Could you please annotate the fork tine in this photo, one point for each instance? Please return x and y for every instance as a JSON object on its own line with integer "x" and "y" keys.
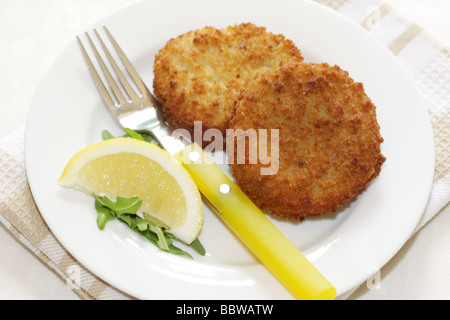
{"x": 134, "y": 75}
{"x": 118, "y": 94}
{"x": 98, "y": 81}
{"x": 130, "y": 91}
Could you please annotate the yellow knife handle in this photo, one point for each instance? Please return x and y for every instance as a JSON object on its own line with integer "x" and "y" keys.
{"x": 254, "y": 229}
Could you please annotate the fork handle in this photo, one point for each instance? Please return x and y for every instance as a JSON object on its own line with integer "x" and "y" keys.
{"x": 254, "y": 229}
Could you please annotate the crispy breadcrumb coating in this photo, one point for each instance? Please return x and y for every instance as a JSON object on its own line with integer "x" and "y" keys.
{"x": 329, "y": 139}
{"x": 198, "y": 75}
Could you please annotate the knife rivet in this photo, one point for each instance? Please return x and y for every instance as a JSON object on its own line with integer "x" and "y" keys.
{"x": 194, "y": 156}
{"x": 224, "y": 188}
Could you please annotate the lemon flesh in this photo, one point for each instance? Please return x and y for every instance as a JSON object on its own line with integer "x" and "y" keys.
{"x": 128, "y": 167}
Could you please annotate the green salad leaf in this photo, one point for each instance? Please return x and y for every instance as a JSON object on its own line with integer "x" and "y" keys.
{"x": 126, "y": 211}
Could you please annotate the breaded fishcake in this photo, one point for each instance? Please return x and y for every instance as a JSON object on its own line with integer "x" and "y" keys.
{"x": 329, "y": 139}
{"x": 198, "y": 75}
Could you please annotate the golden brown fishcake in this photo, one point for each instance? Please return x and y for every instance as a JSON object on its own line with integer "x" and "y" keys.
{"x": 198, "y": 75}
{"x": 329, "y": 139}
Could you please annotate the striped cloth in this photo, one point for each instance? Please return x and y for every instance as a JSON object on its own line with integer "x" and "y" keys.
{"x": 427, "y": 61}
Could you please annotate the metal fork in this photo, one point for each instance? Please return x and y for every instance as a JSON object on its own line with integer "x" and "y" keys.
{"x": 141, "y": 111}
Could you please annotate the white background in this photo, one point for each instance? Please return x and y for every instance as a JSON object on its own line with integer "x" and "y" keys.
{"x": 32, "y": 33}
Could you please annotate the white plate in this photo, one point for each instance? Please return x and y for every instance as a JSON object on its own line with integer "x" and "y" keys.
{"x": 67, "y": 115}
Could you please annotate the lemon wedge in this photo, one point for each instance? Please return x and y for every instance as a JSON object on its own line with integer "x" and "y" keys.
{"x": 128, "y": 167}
-----
* [Exercise directions]: Can you output every line of the rows above as a Markdown table with the columns "Number" and "Line", giving each line its number and skipping blank lines? Leave the pictures out of the table.

* [Complete answer]:
| Number | Line |
|---|---|
| 1 | Could you please annotate the fork tine in this photo, one point for each instance? Please return x and y for every instance as a JSON object on its own line with integer "x" and "y" keys. |
| 2 | {"x": 134, "y": 75} |
| 3 | {"x": 118, "y": 94} |
| 4 | {"x": 98, "y": 81} |
| 5 | {"x": 130, "y": 91} |
| 6 | Could you please annotate the yellow knife handle in this photo, one point for each instance? Please return x and y for every instance as a JSON object on its own line with integer "x" and "y" keys. |
| 7 | {"x": 254, "y": 229} |
| 8 | Could you please annotate the fork handle in this photo, one point for each instance? Please return x and y for every instance as a JSON object on its own line with integer "x" and "y" keys. |
| 9 | {"x": 254, "y": 229} |
| 10 | Could you please annotate the crispy breadcrumb coating in this photo, one point for each instance? Please return x and y for every instance as a JSON object on its own line with integer "x" and "y" keys. |
| 11 | {"x": 329, "y": 139} |
| 12 | {"x": 198, "y": 75} |
| 13 | Could you please annotate the knife rivet in this photo, one point for each instance? Please return x and y for every instance as a JSON object on its own line with integer "x" and "y" keys. |
| 14 | {"x": 194, "y": 156} |
| 15 | {"x": 224, "y": 188} |
| 16 | Could you please annotate the lemon flesh in this photo, one point for each instance? Please return x and y for every instance as a JSON object on its own line with integer "x" and "y" keys. |
| 17 | {"x": 128, "y": 167} |
| 18 | Could you please annotate the green salad leaf in this photo, one point for each instance? Please return x and y for every instance as a JSON object on its own line with integer "x" and "y" keys. |
| 19 | {"x": 126, "y": 211} |
| 20 | Could you please annotate the breaded fishcake in this photo, one point for each instance? Please return x and y for every instance as a JSON object on its own line with integer "x" and "y" keys. |
| 21 | {"x": 329, "y": 139} |
| 22 | {"x": 198, "y": 75} |
| 23 | Could you please annotate the golden brown fishcake in this photo, one point for each instance? Please return x and y for every instance as a JSON object on its own line with integer "x" and "y" keys. |
| 24 | {"x": 198, "y": 75} |
| 25 | {"x": 329, "y": 139} |
| 26 | Could you please annotate the striped cloth in this photo, one point for each instance? Please return x and y for every instance as a JSON object on its own line with integer "x" and "y" keys. |
| 27 | {"x": 427, "y": 61} |
| 28 | Could you please annotate the metal fork in this photo, one point for each instance? Please return x and y for every instance as a JSON object on its own line with integer "x" and "y" keys. |
| 29 | {"x": 141, "y": 111} |
| 30 | Could you please annotate the white background in this photo, one point for each instance? Please return x and y for every instance as a JSON object on its own line with integer "x" and "y" keys. |
| 31 | {"x": 32, "y": 33} |
| 32 | Could you please annotate the white plate in this photo, one point for each instance? Please return x and y for every instance as a JSON object on its own line with integer "x" and "y" keys. |
| 33 | {"x": 67, "y": 115} |
| 34 | Could you please annotate the lemon wedge in this photo, one point for each instance? Please return x and y for every instance as a JSON object on its own line with integer "x" and "y" keys. |
| 35 | {"x": 128, "y": 167} |